• [PROBLEM TO WORK ON]: Every line of the records below that holds the word "abdomen" belongs in the answer.

• [DATA LISTING]:
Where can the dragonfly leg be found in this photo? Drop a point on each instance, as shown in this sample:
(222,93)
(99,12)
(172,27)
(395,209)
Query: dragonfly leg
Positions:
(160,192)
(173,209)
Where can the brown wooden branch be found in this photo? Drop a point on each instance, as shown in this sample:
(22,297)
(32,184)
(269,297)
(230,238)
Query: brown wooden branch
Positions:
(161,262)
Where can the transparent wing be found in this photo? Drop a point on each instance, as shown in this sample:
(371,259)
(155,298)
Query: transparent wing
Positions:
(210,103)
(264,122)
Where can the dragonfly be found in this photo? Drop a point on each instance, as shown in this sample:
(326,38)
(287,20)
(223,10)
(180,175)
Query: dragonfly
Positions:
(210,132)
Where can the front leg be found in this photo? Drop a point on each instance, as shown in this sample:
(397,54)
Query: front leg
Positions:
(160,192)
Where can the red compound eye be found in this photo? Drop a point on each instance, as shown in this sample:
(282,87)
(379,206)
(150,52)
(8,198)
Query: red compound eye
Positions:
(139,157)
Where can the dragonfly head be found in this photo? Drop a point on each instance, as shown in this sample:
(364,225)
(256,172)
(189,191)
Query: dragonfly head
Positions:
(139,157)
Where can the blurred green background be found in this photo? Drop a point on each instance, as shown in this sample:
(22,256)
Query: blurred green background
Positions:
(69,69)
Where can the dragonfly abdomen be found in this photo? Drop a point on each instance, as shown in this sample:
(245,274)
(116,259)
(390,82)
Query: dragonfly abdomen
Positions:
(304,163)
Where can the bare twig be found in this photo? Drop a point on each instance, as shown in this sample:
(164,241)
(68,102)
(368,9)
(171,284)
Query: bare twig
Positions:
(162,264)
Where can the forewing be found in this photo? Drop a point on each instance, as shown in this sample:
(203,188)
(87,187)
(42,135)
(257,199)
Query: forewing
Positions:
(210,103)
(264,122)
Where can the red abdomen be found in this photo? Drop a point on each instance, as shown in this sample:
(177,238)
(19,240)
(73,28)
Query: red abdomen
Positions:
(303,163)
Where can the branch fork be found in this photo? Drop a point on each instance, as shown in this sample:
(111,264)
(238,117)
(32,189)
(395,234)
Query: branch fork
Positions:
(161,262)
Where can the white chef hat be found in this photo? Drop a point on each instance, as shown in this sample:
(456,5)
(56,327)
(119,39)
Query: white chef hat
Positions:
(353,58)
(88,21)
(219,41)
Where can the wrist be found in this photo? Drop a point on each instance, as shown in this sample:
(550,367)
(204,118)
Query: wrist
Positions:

• [WORKED SOLUTION]:
Where can the dragonfly abdomen be found in this photo? Drop a point on each instance, as shown in this sample:
Query: dragonfly abdomen
Where can the red abdomen be found in this photo? Drop a point on each instance, as shown in this sample:
Query: red abdomen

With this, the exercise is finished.